Work item: Could you please repeat the data below word for word?

Segment Start: Dataset excerpts

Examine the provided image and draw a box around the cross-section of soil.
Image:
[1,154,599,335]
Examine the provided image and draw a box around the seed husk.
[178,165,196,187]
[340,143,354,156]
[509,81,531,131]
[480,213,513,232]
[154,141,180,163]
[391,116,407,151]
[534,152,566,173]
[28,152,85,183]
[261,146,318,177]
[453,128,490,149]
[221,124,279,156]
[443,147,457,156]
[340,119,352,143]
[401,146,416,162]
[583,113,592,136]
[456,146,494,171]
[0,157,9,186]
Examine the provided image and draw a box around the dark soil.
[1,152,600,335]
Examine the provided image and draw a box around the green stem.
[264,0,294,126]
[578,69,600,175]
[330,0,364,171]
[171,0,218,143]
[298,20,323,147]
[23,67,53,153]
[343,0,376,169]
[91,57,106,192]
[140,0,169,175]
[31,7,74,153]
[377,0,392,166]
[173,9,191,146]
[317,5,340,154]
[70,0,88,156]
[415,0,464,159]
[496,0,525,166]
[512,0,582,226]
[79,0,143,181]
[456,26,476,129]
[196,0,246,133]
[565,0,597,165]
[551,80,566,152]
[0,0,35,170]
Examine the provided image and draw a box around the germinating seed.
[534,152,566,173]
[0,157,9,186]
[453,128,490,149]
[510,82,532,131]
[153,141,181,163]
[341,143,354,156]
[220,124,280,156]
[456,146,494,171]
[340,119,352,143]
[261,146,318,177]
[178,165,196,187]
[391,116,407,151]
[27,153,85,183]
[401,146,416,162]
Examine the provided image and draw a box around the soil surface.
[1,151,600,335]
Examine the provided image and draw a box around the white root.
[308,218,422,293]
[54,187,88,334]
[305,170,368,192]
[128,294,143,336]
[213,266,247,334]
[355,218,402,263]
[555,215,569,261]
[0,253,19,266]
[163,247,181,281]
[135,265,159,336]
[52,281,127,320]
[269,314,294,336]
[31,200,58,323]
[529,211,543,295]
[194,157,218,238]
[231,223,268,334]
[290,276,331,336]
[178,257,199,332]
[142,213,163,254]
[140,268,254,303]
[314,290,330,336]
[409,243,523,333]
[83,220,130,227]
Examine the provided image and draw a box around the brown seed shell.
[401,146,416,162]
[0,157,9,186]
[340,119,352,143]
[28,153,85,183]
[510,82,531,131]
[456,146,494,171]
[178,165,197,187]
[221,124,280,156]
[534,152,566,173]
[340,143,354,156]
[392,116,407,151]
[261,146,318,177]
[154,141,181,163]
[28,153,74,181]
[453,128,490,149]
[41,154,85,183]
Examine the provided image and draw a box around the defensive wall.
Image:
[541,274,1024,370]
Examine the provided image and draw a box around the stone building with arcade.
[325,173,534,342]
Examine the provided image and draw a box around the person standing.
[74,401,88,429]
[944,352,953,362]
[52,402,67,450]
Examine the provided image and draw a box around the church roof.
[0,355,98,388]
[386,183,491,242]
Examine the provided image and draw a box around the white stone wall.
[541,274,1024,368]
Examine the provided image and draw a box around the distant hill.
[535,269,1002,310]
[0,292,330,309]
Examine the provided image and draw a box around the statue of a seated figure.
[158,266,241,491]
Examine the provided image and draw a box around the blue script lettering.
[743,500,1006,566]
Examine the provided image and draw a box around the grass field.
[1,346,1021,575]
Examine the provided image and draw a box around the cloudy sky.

Segment End: Dataset excerpts

Task answer:
Examine the provided image and draw a box around the cross-section of soil.
Image:
[1,154,599,335]
Examine the provided image and draw a box around the seed husk.
[178,165,196,187]
[340,143,354,156]
[509,81,531,131]
[480,213,513,232]
[154,141,180,163]
[391,116,407,151]
[534,152,566,173]
[28,152,85,183]
[261,146,318,177]
[453,128,490,149]
[221,124,279,156]
[443,147,457,156]
[340,119,352,143]
[401,146,416,162]
[583,113,592,136]
[456,146,494,171]
[0,157,9,186]
Examine the provided image and draw a box around the dark soil.
[1,152,600,335]
Examine the provided image and draw a box around the green stem.
[264,0,294,126]
[578,69,600,175]
[330,0,364,171]
[171,0,218,143]
[298,20,323,147]
[23,67,53,153]
[343,0,376,169]
[91,57,106,192]
[140,0,169,175]
[31,7,74,153]
[377,0,392,166]
[173,9,191,146]
[317,5,340,154]
[70,0,88,156]
[415,0,464,159]
[496,0,525,166]
[512,0,582,226]
[79,0,143,181]
[456,26,476,129]
[196,0,246,133]
[565,0,597,165]
[551,80,566,152]
[0,0,35,170]
Examine the provided image and draw a box around the germinating seed.
[534,152,566,173]
[0,157,9,186]
[453,128,490,149]
[510,82,532,131]
[153,141,181,163]
[341,143,354,156]
[220,124,280,156]
[456,146,494,171]
[340,119,352,143]
[261,146,318,177]
[178,165,196,187]
[391,116,407,151]
[27,153,85,183]
[401,146,416,162]
Examine the provided image and draw a box around the soil surface.
[1,151,600,335]
Examine the provided image and draw a box around the white root.
[308,218,422,293]
[54,187,88,334]
[305,170,368,192]
[128,294,143,336]
[213,266,247,334]
[355,218,402,263]
[555,215,569,261]
[0,253,19,266]
[163,247,181,281]
[135,265,159,336]
[52,281,127,320]
[269,314,294,336]
[31,200,58,323]
[529,211,543,295]
[194,157,218,238]
[231,223,268,334]
[290,276,331,336]
[178,257,199,332]
[142,213,163,254]
[140,268,254,303]
[314,290,330,336]
[409,243,523,333]
[83,220,130,227]
Examine the provided image and draw a box around the brown seed shell.
[401,146,416,162]
[0,157,9,186]
[340,119,352,143]
[28,153,85,183]
[510,82,531,131]
[456,146,494,171]
[178,165,197,187]
[221,124,280,156]
[534,152,566,173]
[340,143,354,156]
[392,116,407,151]
[261,146,318,177]
[154,141,181,163]
[28,153,74,181]
[453,128,490,149]
[41,154,85,183]
Examine the provided image and draw a box around the defensive wall.
Image:
[541,274,1024,370]
Examine the provided image and draw a box around the stone building with arcade.
[325,173,534,342]
Examine the provided image and draw a box around the person standing.
[74,401,88,429]
[944,352,953,362]
[52,402,67,450]
Examine the provided image and draw a box around the church roof.
[0,355,98,388]
[386,183,491,242]
Examine the provided image and draw a box around the white stone wall.
[541,274,1024,368]
Examine the provided image and draw a box around the distant hill.
[535,269,1002,310]
[0,292,330,309]
Examine the provided image and draw a box around the statue of a seated figure.
[158,266,241,491]
Examine the provided image and draw a box around the blue script lettering.
[743,500,1006,566]
Examine the provided image and draw a box around the grass field.
[1,346,1021,575]
Examine the provided image and draw a box around the cloudy sky.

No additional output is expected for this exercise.